AHİLER

 

İslam toplumlarında mensuplarına civanmerd, ayyar (ayyaran), feta (fıtyan) gibi isimler verilen fütüvvet ülküsünün, İslam'ın yayılmasına paralel olarak Suriye, Irak, İran, Türkistan, Semerkant, Endülüs, Kuzey Afrika ve Mısır gibi yerlerde esnaf ve sanatkarlar arasında yaygın olduğu bilinmektedir. Fütüvvet ülküsünün Anadolu’daki temsilcileri Ahilerdir. Ahilik Arap ve İran fütüvvet idealiyle eski Türk akılık ve alp geleneğinin sentezinden ve kurumlaşmasından ibarettir şeklinde de tanımlanmaktadır. Ahiliğin kurucusu Ahi Evran'ın asıl adı Hoylu Şeyh Nasıruddin Mahmud' dur. Ahilik geleneğinde Debbağların piri olarak görülen Ahi Evran aynı zamanda 32 çeşit esnafın da piri sayılmıştır. Ahi Evran'ın prensiplerinin etkinliği kendisinden sonra da devam etmiş, Kırşehir' deki Ahi Evran tekkesi şeyhi imparatorluk sınırlarındaki her şehirde ahilerin reisi olarak kabul edilmiştir.

Verilen Malzeme -
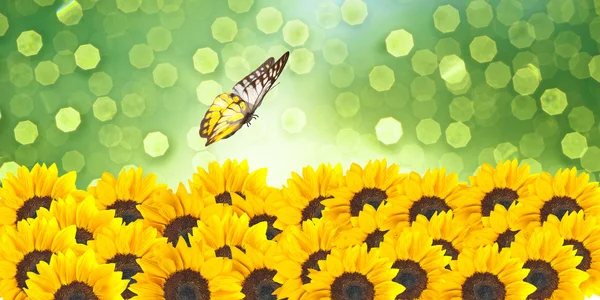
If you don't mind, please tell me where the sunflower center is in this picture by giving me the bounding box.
[249,214,281,240]
[17,196,52,222]
[481,188,519,217]
[392,260,427,299]
[365,229,388,249]
[54,281,100,300]
[163,215,198,247]
[565,240,592,271]
[462,272,506,300]
[106,200,142,225]
[331,272,375,300]
[75,227,94,245]
[350,188,387,217]
[496,229,519,249]
[15,250,52,289]
[300,250,331,284]
[408,196,450,223]
[106,254,142,299]
[302,196,331,221]
[523,260,558,299]
[163,269,210,300]
[540,197,582,222]
[242,268,281,300]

Verilen Yönerge -
Ahilere ilişkin metinde "İslam toplumlarında mensuplarına" ifadesiyle başlayıp "olarak kabul edilmiştir." ifadesi de dahil olmak üzere orada biten bölümü hiçbir değişiklik yapmadan yazınız.

Alıştırmanın Cevabı -
İslam toplumlarında mensuplarına civanmerd, ayyar (ayyaran), feta (fıtyan) gibi isimler verilen fütüvvet ülküsünün, İslam'ın yayılmasına paralel olarak Suriye, Irak, İran, Türkistan, Semerkant, Endülüs, Kuzey Afrika ve Mısır gibi yerlerde esnaf ve sanatkarlar arasında yaygın olduğu bilinmektedir. Fütüvvet ülküsünün Anadolu’daki temsilcileri Ahilerdir. Ahilik Arap ve İran fütüvvet idealiyle eski Türk akılık ve alp geleneğinin sentezinden ve kurumlaşmasından ibarettir şeklinde de tanımlanmaktadır. Ahiliğin kurucusu Ahi Evran'ın asıl adı Hoylu Şeyh Nasıruddin Mahmud' dur. Ahilik geleneğinde Debbağların piri olarak görülen Ahi Evran aynı zamanda 32 çeşit esnafın da piri sayılmıştır. Ahi Evran'ın prensiplerinin etkinliği kendisinden sonra da devam etmiş, Kırşehir' deki Ahi Evran tekkesi şeyhi imparatorluk sınırlarındaki her şehirde ahilerin reisi olarak kabul edilmiştir.